INPUT FOR THIS TASK:
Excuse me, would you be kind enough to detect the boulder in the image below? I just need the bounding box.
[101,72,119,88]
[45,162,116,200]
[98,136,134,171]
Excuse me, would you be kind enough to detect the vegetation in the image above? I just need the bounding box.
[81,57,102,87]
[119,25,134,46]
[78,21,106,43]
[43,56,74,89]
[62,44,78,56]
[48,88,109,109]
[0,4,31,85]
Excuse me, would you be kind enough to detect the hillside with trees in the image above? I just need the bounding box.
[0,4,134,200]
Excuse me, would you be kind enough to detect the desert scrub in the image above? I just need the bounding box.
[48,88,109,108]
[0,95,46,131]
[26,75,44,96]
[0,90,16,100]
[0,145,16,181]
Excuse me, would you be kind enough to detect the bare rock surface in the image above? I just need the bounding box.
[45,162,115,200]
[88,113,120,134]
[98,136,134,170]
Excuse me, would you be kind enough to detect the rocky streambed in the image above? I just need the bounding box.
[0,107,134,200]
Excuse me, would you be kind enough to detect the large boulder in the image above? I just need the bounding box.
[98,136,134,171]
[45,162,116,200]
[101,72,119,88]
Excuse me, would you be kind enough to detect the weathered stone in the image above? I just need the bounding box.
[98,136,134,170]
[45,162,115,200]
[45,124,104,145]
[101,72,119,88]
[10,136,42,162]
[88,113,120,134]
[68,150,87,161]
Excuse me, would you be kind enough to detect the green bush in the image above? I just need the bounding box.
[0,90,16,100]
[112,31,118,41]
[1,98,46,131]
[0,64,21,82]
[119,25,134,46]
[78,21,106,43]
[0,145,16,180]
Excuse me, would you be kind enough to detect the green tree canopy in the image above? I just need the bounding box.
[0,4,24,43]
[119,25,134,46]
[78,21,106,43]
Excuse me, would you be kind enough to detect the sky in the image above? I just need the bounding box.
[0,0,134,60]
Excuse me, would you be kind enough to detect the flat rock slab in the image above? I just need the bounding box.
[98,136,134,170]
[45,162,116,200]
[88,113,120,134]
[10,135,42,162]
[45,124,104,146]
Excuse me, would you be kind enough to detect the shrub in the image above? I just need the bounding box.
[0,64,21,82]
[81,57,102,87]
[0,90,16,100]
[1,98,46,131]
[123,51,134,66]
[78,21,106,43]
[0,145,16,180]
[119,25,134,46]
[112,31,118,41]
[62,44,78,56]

WRITTEN REQUEST: Could you quote all of the lines above word for word, from first to last?

EXERCISE RESULT:
Excuse me, would you be kind enough to detect the boulder in the image below? I just need the bounding box.
[101,72,119,88]
[45,162,116,200]
[98,136,134,171]
Excuse me, would you be kind enough to detect the vegetation in the image above? I just need the bounding box.
[81,57,102,87]
[119,25,134,46]
[78,21,106,43]
[43,56,74,89]
[62,44,78,56]
[48,88,109,109]
[0,4,31,85]
Excuse me, would you be kind enough to detect the hillside with trees in the image above? I just need the bounding box.
[0,4,134,200]
Excuse me, would you be kind enough to detect the desert scrub in the image above? I just need the bounding box.
[48,88,109,108]
[0,95,46,131]
[26,75,44,96]
[0,90,16,100]
[0,145,16,181]
Excuse me, would you be kind enough to detect the bare rock surface in the image above? I just need the bounding box.
[45,162,115,200]
[88,113,120,134]
[98,136,134,170]
Excuse me, would you be kind enough to detect the rocky streambed in the image above? I just need the bounding box.
[0,107,134,200]
Excuse me, would you be kind enough to detect the large boulder in the image above? I just need the bounding box.
[98,136,134,171]
[45,162,116,200]
[101,72,119,88]
Excuse me, would you be kind enough to detect the weathered stone in the image above? I just need the bounding box.
[98,136,134,170]
[45,162,115,200]
[45,124,104,145]
[101,72,119,88]
[10,136,42,162]
[88,113,120,134]
[68,150,87,161]
Excuse me, would you be kind enough to detect the green bush in the image above? I just need the bounding box.
[0,90,16,100]
[112,31,118,41]
[1,98,46,131]
[0,64,21,82]
[119,25,134,46]
[78,21,106,43]
[0,145,16,180]
Excuse me, would you be kind enough to detect the green tree canopy in the image above? I just need the bounding box.
[0,4,24,43]
[119,25,134,46]
[78,21,106,43]
Excuse me, would you be kind enough to detect the sky in the image above? I just need the bounding box.
[0,0,134,60]
Excuse me, would you be kind enough to detect the flat rock slab in the image above? I just need the bounding box.
[98,136,134,170]
[45,162,116,200]
[88,113,120,134]
[10,135,42,162]
[45,124,104,146]
Excuse me, would you be kind enough to detect the shrub in the image above? I just need the bounding box.
[0,64,21,82]
[81,57,102,87]
[0,90,16,100]
[1,98,46,131]
[123,51,134,66]
[78,21,106,43]
[0,145,16,180]
[119,25,134,46]
[112,31,118,41]
[62,44,78,56]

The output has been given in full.